Retype precisely the section of the data that starts at the line containing "Label every green" and runs to its final line, ends included.
* start The data *
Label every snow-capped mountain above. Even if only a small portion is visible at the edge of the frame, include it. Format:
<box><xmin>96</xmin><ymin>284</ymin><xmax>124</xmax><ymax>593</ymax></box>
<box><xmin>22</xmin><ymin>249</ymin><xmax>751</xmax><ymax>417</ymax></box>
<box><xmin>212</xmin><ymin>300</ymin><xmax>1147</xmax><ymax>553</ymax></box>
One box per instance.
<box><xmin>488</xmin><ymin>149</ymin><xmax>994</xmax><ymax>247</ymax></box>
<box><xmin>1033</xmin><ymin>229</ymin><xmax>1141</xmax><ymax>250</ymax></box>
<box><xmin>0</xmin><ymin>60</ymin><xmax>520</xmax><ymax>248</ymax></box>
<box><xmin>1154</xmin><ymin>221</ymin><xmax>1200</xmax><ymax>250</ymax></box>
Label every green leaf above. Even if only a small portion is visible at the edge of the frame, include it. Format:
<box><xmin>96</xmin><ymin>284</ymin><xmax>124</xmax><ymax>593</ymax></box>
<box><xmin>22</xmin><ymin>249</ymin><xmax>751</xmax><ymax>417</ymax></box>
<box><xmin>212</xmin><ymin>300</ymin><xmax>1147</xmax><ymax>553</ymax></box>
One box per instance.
* end The data *
■ Exercise response ■
Label every green leaf above. Even if only a small portion is visible at the edge of the frame, include it. Format:
<box><xmin>96</xmin><ymin>284</ymin><xmax>124</xmax><ymax>593</ymax></box>
<box><xmin>22</xmin><ymin>249</ymin><xmax>751</xmax><ymax>417</ymax></box>
<box><xmin>212</xmin><ymin>300</ymin><xmax>1147</xmax><ymax>553</ymax></box>
One box per instance.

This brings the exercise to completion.